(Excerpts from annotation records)

■ ■ ■

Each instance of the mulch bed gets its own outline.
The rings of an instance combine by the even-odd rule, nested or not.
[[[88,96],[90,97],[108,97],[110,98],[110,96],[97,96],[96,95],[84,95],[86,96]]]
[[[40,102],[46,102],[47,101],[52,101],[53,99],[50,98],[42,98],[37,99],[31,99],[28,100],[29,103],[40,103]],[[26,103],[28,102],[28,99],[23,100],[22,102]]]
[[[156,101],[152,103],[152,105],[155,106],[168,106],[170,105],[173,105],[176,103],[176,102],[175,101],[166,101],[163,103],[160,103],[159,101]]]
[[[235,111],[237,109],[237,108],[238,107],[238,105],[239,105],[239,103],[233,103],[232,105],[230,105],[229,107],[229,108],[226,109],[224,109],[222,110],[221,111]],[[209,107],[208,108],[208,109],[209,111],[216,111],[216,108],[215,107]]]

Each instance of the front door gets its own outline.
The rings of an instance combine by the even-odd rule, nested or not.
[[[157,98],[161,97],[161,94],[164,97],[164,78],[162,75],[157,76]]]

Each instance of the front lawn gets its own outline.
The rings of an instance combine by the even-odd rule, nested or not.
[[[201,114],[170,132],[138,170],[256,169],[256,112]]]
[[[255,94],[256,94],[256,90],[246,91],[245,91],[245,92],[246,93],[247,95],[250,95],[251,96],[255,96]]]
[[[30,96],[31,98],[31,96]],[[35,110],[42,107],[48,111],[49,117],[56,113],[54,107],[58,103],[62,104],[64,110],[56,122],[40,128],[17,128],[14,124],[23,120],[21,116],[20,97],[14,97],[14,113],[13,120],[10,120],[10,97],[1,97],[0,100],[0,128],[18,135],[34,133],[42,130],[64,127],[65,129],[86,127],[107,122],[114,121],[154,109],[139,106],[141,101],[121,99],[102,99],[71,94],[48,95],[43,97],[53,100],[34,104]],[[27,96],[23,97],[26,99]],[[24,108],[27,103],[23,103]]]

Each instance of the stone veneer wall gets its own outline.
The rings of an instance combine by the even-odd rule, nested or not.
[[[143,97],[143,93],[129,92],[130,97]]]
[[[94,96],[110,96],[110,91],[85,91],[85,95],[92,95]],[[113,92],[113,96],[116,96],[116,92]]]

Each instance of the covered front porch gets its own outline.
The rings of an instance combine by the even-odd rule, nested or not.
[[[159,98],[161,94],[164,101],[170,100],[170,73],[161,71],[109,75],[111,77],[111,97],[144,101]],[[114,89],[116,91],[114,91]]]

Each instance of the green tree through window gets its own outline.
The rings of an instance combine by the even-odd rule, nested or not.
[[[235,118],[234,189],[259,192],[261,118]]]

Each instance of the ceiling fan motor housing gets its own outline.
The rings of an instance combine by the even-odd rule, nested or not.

■ ■ ■

Substitute "nonzero winding rule" for every occurrence of "even-odd rule" in the listing above, keeping everything else unchanged.

Each instance of the mulch bed gets its own outline.
The rings of an instance combine by the nonzero winding rule, nested or not.
[[[88,96],[90,97],[108,97],[110,98],[110,96],[97,96],[96,95],[84,95],[86,96]]]
[[[40,102],[46,102],[47,101],[52,101],[53,99],[50,98],[42,98],[37,99],[31,99],[28,100],[29,103],[40,103]],[[26,103],[28,102],[28,99],[23,100],[22,102]]]
[[[156,101],[152,103],[152,105],[155,106],[168,106],[170,105],[173,105],[176,103],[176,102],[175,101],[166,101],[163,103],[160,103],[159,101]]]
[[[235,111],[237,109],[237,108],[238,107],[238,105],[239,105],[239,103],[233,103],[232,105],[230,105],[229,107],[229,108],[226,109],[224,109],[222,110],[221,111]],[[209,107],[208,108],[208,109],[209,111],[216,111],[216,108],[215,107]]]

Each instance of the front door gets its own outline.
The rings of an instance combine by the nonzero winding rule, nested or not.
[[[157,98],[161,97],[161,94],[164,97],[164,78],[162,75],[157,76]]]

Each instance of the front lawn gets its own outline.
The rings of an instance combine by the nonzero winding rule, nested or not.
[[[201,114],[170,132],[138,170],[256,169],[256,112]]]
[[[255,94],[256,94],[256,90],[246,91],[245,91],[245,92],[246,93],[247,95],[250,95],[251,96],[255,96]]]
[[[30,96],[31,98],[31,96]],[[35,110],[42,107],[48,111],[49,117],[56,113],[54,107],[58,103],[62,104],[64,110],[56,122],[40,128],[17,128],[14,124],[23,120],[21,116],[20,97],[14,97],[14,113],[13,120],[10,120],[10,97],[1,97],[0,100],[0,128],[18,135],[34,133],[42,130],[64,127],[65,129],[86,127],[107,122],[114,121],[154,109],[139,106],[141,101],[121,99],[102,99],[71,94],[48,95],[43,97],[53,100],[34,104]],[[27,96],[23,97],[26,99]],[[24,108],[27,103],[23,103]]]

Each instance of the stone veneer wall gets its own outline.
The rings of an instance combine by the nonzero winding rule, nested or not.
[[[143,97],[143,93],[129,92],[130,97]]]
[[[94,96],[110,96],[110,91],[85,91],[85,95],[92,95]],[[113,92],[113,96],[116,96],[116,92]]]

Each instance of the covered front porch gets its own outline.
The rings of an instance combine by the nonzero winding rule, nested or not.
[[[159,98],[161,94],[164,101],[170,100],[170,73],[161,71],[109,75],[111,77],[111,97],[144,101]],[[114,89],[116,91],[114,91]]]

Each instance of the green tree through window gets its own outline.
The rings of an instance combine by the nonzero winding rule, nested or not.
[[[235,118],[234,189],[259,192],[261,118]]]

Each instance of the ceiling fan motor housing gets its own outline.
The rings of an instance combine by the nonzero winding rule, nested or not.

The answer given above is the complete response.